Start of EXCERPTED PASSAGE

In developing countries, the adoption of cryptocurrencies is growing at a tremendous rate. Young people in Africa, who have only a smartphone instead of access to traditional finance, are driving this development.
Developing countries are in the midst of an economic revolution. And the trend continues: while cryptocurrencies are often dubbed as financial speculation in other parts of the world, there is a clear trend toward everyday commerce in the developing world. Small and medium-sized enterprises, as well as individuals in third-world countries, are responsible for this trend. The example of the African continent impressively shows how developing countries can benefit from cryptocurrencies.
Crypto is a gamechanger
An ever-increasing amount of professionals and entrepreneurs are benefiting developing countries. Young people are drawn to the tech sector, people are looking for new ways to make their money and preserve their wealth. On the African continent, for example, the principle of mobile payment services is already deeply entrenched. Thus, many African countries are well-positioned to benefit from the adoption of cryptocurrencies. Indeed, the perspective on dealing with cryptocurrencies of people from third-world countries is inherently different from Westerners, who can enjoy easier access to banking.
Cryptocurrency specialist Elisha Owusu Akyaw explains that the younger generation is also interested in cryptocurrencies and the blockchain space due to a lack of opportunities for school and university graduates. With the new opportunities for financial freedom, it is also possible for young people to start their own businesses and bring them to the market. In addition, working internationally is possible, as there is suddenly the possibility to earn money across borders and thus build a significantly different standard of living than would have been possible for previous generations.
Avoiding currency instability
Likewise, both hyperinflation and unstable local currencies are doing their part to convince the younger generation in the developing world of the benefits of cryptocurrencies. These offer a realistic alternative to currencies that could fall into a bottomless pit or have repeatedly had a negative impact on trade and personal utility over time. It is also highlighted by some blockchain experts that competing currencies, including digital currencies, can strengthen local money and give it a higher degree of resistance.
"Cryptocurrencies offer a way to escape the crippling effects of hyperinflation, which has plagued several African countries. Zimbabwe experienced one of the most extreme cases of hyperinflation in modern history in the late 2000s. At its peak in November 2008, inflation reached a staggering 89.7 trillion percent (8.97 x 10^22) per month." - Ronghui Gu, CEO Certik in CV VC African Blockchain Report 2022
In many African countries, there are controls and restrictions on the movement of capital, so normal banks are often unable to meet customers' needs. There is a lack of various things: remittances are not possible across borders, exchange rates are extremely poor, and bank fees are usually extremely high. This negatively impacts entrepreneurship and economic growth in African and other third-world countries, while also demonstrating the transformative impact of digital currencies on the continent.
Support for family members
Members of a community, regardless of location or country, also see the benefits of cryptocurrencies. Among other things, these can be used to further support family members in other countries or the former home country. This is because the costs of remittances to developing countries are often so high that they are hardly affordable for normal consumers. This is where cryptocurrencies come in, making remittances across borders possible at almost no cost.

End of EXCERPTED PASSAGE

--- TASK A ---
Can you repeat the passage on cryptocurrency in developing countries, starting at "Support for family" and ending at "almost no cost.", but substitute "money transfers" for "remittances"?
--- TASK B ---
Could you resume the article on cryptocurrency adoption in developing countries, picking up right after its final sentence?

Start of RECORDED DATA

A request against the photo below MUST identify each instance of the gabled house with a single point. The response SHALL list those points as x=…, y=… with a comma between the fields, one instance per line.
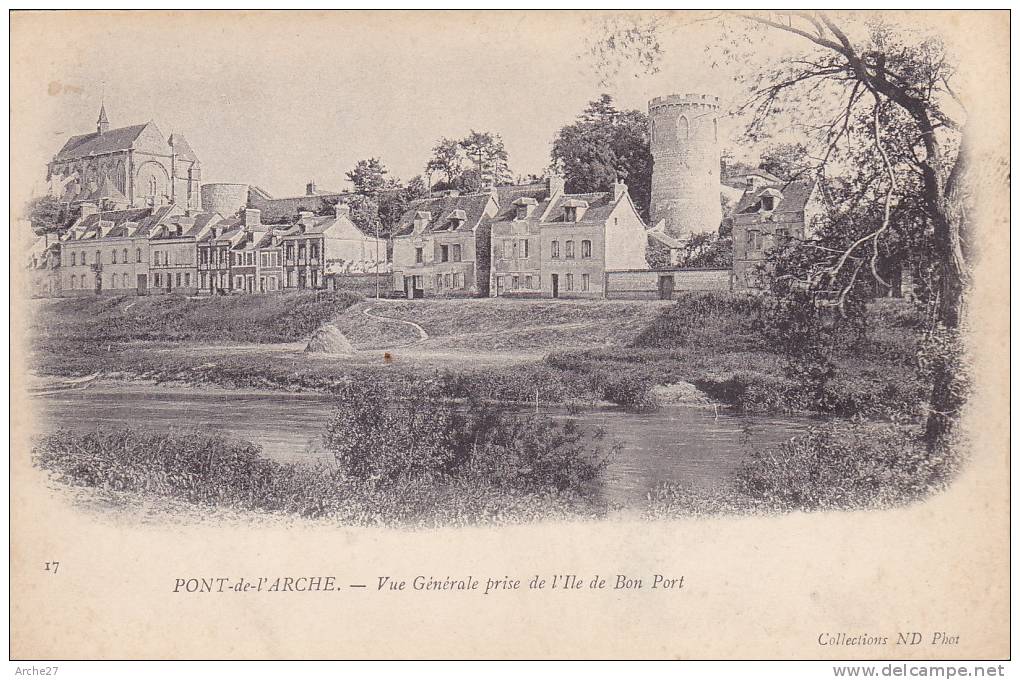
x=441, y=246
x=107, y=253
x=317, y=248
x=551, y=244
x=767, y=215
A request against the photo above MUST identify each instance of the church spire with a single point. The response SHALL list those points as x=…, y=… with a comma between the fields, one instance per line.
x=103, y=123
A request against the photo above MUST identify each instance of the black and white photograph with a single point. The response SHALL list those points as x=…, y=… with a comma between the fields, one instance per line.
x=698, y=320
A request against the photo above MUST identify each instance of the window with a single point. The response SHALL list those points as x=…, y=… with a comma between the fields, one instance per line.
x=754, y=240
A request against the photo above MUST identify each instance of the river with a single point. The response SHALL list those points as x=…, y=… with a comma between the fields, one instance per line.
x=677, y=442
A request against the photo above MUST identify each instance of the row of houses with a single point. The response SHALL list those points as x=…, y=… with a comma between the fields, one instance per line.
x=168, y=249
x=521, y=241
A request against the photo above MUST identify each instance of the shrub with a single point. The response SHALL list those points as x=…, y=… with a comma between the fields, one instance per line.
x=845, y=466
x=410, y=431
x=212, y=471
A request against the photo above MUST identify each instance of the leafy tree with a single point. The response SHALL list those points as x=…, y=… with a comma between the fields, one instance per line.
x=48, y=215
x=604, y=145
x=368, y=176
x=786, y=160
x=894, y=119
x=447, y=160
x=490, y=156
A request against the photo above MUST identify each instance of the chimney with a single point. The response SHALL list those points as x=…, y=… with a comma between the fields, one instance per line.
x=619, y=190
x=253, y=218
x=556, y=185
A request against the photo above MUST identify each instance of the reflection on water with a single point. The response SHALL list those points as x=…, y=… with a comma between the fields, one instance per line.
x=678, y=442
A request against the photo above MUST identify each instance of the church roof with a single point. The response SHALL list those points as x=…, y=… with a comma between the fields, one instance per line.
x=182, y=149
x=92, y=144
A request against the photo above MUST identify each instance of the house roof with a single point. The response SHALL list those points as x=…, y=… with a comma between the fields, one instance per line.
x=120, y=139
x=441, y=210
x=508, y=196
x=599, y=207
x=182, y=149
x=664, y=239
x=795, y=197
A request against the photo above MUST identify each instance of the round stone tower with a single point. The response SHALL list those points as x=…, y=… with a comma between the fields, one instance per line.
x=685, y=152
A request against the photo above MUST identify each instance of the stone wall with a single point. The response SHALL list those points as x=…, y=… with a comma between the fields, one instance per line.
x=645, y=283
x=685, y=174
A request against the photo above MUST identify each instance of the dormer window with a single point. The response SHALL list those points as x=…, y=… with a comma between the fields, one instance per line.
x=573, y=209
x=421, y=219
x=457, y=218
x=525, y=205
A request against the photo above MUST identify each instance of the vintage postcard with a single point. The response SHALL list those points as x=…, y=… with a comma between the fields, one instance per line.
x=509, y=334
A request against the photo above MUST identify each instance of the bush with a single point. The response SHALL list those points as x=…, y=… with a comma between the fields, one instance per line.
x=215, y=472
x=844, y=466
x=411, y=431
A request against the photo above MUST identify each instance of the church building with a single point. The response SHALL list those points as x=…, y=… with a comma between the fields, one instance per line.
x=126, y=167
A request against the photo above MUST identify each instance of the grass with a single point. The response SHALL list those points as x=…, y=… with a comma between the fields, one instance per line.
x=837, y=466
x=508, y=325
x=210, y=471
x=594, y=351
x=273, y=318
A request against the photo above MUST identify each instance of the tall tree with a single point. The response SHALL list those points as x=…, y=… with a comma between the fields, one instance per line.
x=490, y=158
x=895, y=103
x=368, y=176
x=604, y=145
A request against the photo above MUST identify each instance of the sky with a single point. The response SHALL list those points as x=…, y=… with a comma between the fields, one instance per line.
x=277, y=100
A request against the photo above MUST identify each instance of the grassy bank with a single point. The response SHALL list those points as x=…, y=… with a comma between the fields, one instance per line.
x=838, y=466
x=594, y=351
x=516, y=470
x=272, y=318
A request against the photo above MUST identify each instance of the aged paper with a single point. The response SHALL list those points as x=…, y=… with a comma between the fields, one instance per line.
x=252, y=86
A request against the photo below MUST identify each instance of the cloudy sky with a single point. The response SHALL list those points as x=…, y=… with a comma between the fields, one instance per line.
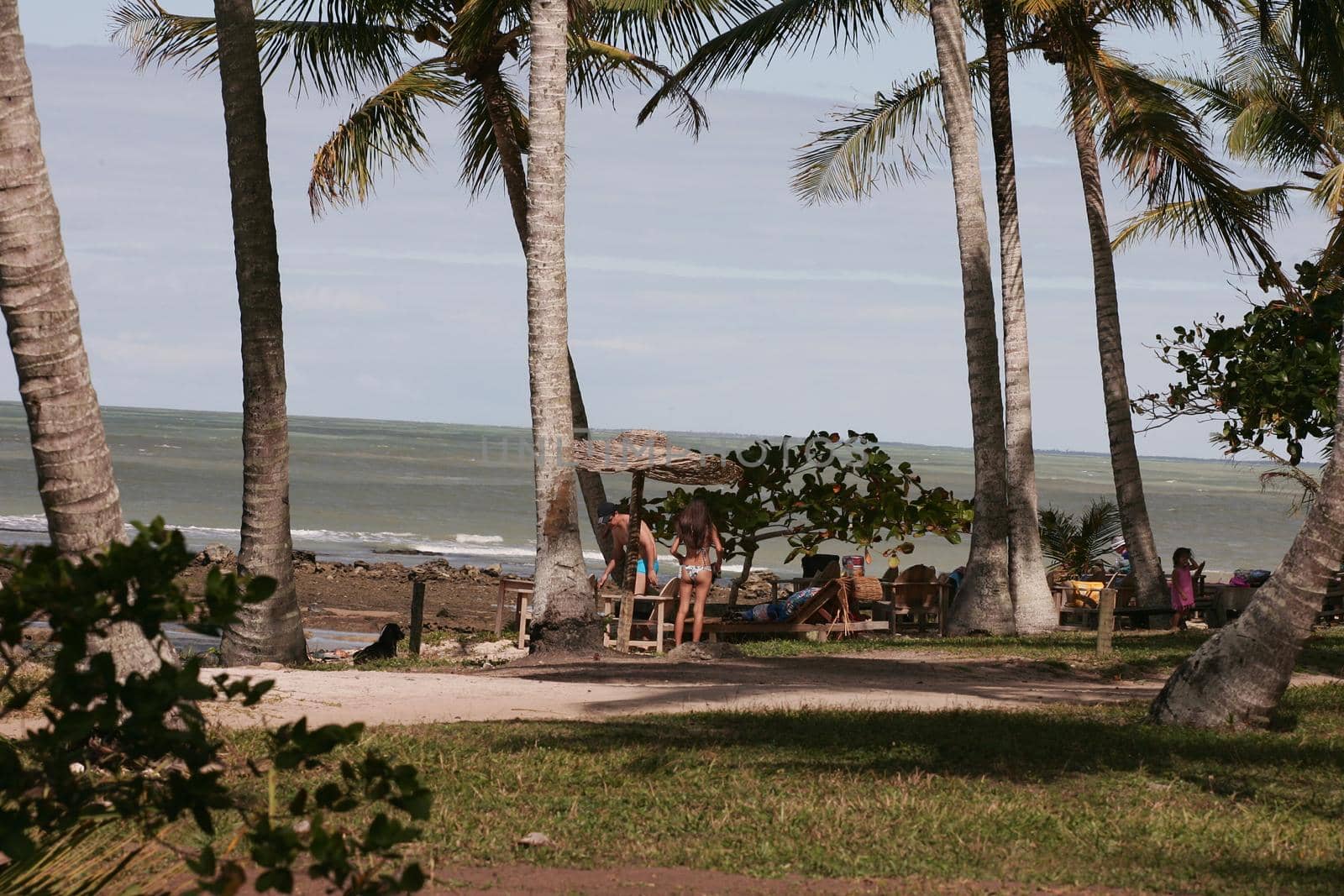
x=703, y=296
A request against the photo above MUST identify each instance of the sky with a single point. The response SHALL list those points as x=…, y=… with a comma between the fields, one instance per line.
x=703, y=296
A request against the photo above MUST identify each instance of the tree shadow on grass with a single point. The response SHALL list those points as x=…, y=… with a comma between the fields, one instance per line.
x=1010, y=746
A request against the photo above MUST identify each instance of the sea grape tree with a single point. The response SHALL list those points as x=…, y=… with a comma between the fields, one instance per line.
x=823, y=488
x=1269, y=378
x=134, y=757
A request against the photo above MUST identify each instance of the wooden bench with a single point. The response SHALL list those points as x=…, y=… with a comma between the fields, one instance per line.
x=519, y=593
x=660, y=624
x=812, y=617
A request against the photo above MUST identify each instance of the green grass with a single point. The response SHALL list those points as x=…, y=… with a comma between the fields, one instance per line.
x=1077, y=795
x=1136, y=653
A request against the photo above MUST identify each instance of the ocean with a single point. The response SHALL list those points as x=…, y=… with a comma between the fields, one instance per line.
x=362, y=490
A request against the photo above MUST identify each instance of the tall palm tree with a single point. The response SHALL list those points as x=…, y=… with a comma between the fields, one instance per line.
x=564, y=614
x=1146, y=564
x=984, y=602
x=1095, y=82
x=1277, y=112
x=268, y=631
x=425, y=54
x=1278, y=94
x=1144, y=129
x=65, y=423
x=1034, y=606
x=792, y=26
x=843, y=163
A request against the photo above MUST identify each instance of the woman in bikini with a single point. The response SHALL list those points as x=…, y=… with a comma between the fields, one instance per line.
x=696, y=535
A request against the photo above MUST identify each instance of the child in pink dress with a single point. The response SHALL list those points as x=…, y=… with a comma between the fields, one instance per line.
x=1183, y=586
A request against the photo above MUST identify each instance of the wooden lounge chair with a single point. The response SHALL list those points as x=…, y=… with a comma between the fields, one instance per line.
x=831, y=609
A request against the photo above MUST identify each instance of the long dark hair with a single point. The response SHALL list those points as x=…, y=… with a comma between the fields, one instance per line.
x=694, y=526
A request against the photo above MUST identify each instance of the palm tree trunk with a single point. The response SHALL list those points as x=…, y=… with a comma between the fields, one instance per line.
x=984, y=602
x=1034, y=607
x=1240, y=674
x=38, y=301
x=515, y=183
x=564, y=604
x=268, y=631
x=1149, y=587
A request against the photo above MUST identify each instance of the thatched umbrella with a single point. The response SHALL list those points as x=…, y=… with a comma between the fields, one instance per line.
x=648, y=454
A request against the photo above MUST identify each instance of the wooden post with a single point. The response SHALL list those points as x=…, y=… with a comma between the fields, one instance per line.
x=417, y=614
x=1105, y=620
x=625, y=622
x=632, y=544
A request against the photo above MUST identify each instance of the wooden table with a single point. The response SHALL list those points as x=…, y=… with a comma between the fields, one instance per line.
x=519, y=593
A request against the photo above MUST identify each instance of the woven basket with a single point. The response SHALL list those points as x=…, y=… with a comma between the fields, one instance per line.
x=862, y=587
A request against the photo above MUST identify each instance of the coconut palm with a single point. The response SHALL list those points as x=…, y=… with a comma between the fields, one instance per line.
x=564, y=618
x=1115, y=110
x=1034, y=606
x=1278, y=96
x=984, y=602
x=65, y=423
x=433, y=54
x=1277, y=113
x=792, y=26
x=268, y=631
x=1238, y=676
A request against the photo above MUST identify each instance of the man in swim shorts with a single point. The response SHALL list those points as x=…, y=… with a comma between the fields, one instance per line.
x=617, y=528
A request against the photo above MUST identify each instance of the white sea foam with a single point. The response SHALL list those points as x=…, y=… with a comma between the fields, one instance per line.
x=479, y=539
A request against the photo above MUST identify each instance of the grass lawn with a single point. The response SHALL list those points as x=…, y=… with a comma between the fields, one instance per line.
x=1135, y=652
x=1077, y=795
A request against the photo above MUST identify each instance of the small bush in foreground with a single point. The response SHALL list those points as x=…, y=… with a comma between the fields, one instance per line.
x=138, y=752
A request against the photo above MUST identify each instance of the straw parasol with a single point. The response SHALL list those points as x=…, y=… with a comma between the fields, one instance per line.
x=648, y=454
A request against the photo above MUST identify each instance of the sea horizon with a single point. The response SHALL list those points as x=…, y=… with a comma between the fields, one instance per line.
x=367, y=488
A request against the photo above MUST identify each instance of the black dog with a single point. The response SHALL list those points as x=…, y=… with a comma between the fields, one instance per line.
x=382, y=649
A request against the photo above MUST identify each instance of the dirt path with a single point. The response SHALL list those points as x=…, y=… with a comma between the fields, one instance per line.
x=889, y=680
x=530, y=880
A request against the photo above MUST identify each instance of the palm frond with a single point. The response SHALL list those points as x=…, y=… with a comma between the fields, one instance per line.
x=1075, y=544
x=675, y=27
x=1328, y=191
x=385, y=129
x=1196, y=221
x=476, y=134
x=1159, y=145
x=351, y=45
x=895, y=139
x=597, y=69
x=788, y=27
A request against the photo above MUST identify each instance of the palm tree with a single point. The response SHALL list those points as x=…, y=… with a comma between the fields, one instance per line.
x=1278, y=96
x=65, y=423
x=564, y=614
x=423, y=54
x=1277, y=113
x=1238, y=676
x=268, y=631
x=1144, y=128
x=1070, y=35
x=1075, y=546
x=984, y=602
x=1034, y=606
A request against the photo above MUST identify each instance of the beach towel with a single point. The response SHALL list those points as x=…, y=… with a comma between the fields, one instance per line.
x=779, y=610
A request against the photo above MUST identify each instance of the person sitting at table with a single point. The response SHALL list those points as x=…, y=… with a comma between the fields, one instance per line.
x=616, y=527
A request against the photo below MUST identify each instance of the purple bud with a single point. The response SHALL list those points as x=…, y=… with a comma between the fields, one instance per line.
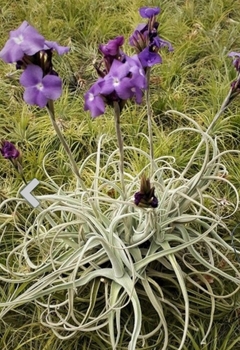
x=8, y=150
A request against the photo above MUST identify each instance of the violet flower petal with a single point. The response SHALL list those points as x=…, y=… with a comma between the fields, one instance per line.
x=24, y=40
x=8, y=150
x=40, y=89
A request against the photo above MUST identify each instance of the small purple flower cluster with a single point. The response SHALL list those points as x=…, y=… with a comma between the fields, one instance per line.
x=31, y=52
x=145, y=38
x=8, y=150
x=122, y=77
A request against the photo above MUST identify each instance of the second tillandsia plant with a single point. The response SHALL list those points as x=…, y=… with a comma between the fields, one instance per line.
x=130, y=263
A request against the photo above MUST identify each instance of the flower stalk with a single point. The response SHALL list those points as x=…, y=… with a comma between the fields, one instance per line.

End of RECORDED DATA

--- REPLY A ---
Support for family members
Members of a community, regardless of location or country, also see the benefits of cryptocurrencies. Among other things, these can be used to further support family members in other countries or the former home country. This is because the costs of money transfers to developing countries are often so high that they are hardly affordable for normal consumers. This is where cryptocurrencies come in, making money transfers across borders possible at almost no cost.

--- REPLY B ---
To stick with the African example: In 2019 alone, about $48 billion in remittances were sent to sub-Saharan Africa, of which about 50% went to Nigeria. The Brookings Institute report shows that trade is large both within the African continent and between Africa, Europe, and the United States. Between the continents, however, there are of course not only remittances to Africa but also a large volume of remittances. Especially in the international trade business, cryptocurrencies are becoming increasingly popular. Cryptocurrencies can thus be used for importing and exporting goods abroad and domestically, as well as for domestic payments.
Crypto to fund children's education
Due to local currency instability in many developing countries, cryptocurrencies are giving new impetus to funding the education of subsequent generations. London-based Luno conducted a survey with nearly 7,000 participants from Nigeria, Kenya, South Africa, the United Kingdom, Australia, Indonesia, and Malaysia to determine the reasons that led participants to engage with digital assets. According to the results, most of the countries' residents are financially savvy and invest in meaningful and long-term goals, with 69% of them engaging in cryptocurrencies to provide a better life for their families.
Taking a closer look, 48% would invest their salaries in digital assets to pay for their children's future education costs. In comparison, 43% would do the same to build a fund to pass on to their relatives. Only 3% said they did not have a specific plan when making their investment decisions.
Marius Reitz - Luno's General Manager for Africa - described this situation as a "crypto revolution," adding that the potential that lies dormant in developing countries is enormous. However, a large portion of African locals lack basic knowledge about cryptocurrencies, which is why they would not invest in them, he said. 55% of Nigerians said they knew nothing about the asset class, while the percentage in South Africa and Kenya was 56% and 64%, respectively. This once again shows the potential that can be unleashed if more people in developing countries are exposed to digital assets.
Crypto venture capital flows to Africa
Globally, blockchain venture funding is on the rise and has reached a 6.5% share of total venture funding, according to the African Blockchain Report 2022 by Swiss venture capitalist CV VC. In Africa, blockchain funding reached a record 15% of all non-sector venture capital raised, which is more than double the global average. This shows that Africa has become a major investment destination for blockchain-based startups. Despite economic and socio-political challenges, the global blockchain industry set a record in 2022 with a total of 1,828 deals, an increase of nearly 30% from the previous year.
Among global regions, Africa proved to be the most dynamic with the highest funding rate for blockchain companies. African blockchain startups raised an impressive $474 million in 2022, representing a 429% year-over-year increase in venture funding. This indicates that investors are gaining confidence in African blockchain startups as they raise larger checks. In addition, Africa is the only region globally to show an increase in all deal sizes, although blockchain deals have historically increased the least globally.
What does the future hold for Bitcoin in Africa?
There seems to be no doubt anymore that third-world countries are on their way to becoming true crypto states. Developing countries around the world, meanwhile, are busy adapting laws and legal regulations to a future with cryptocurrencies. Africa's largest economy, Nigeria, for example, legalized cryptocurrencies and issued guidelines for digital currencies and businesses. Following the successful implementation of Bitcoin in El Salvador, the Central African Republic (CAR) also followed suit by designating the cryptocurrency as legal tender.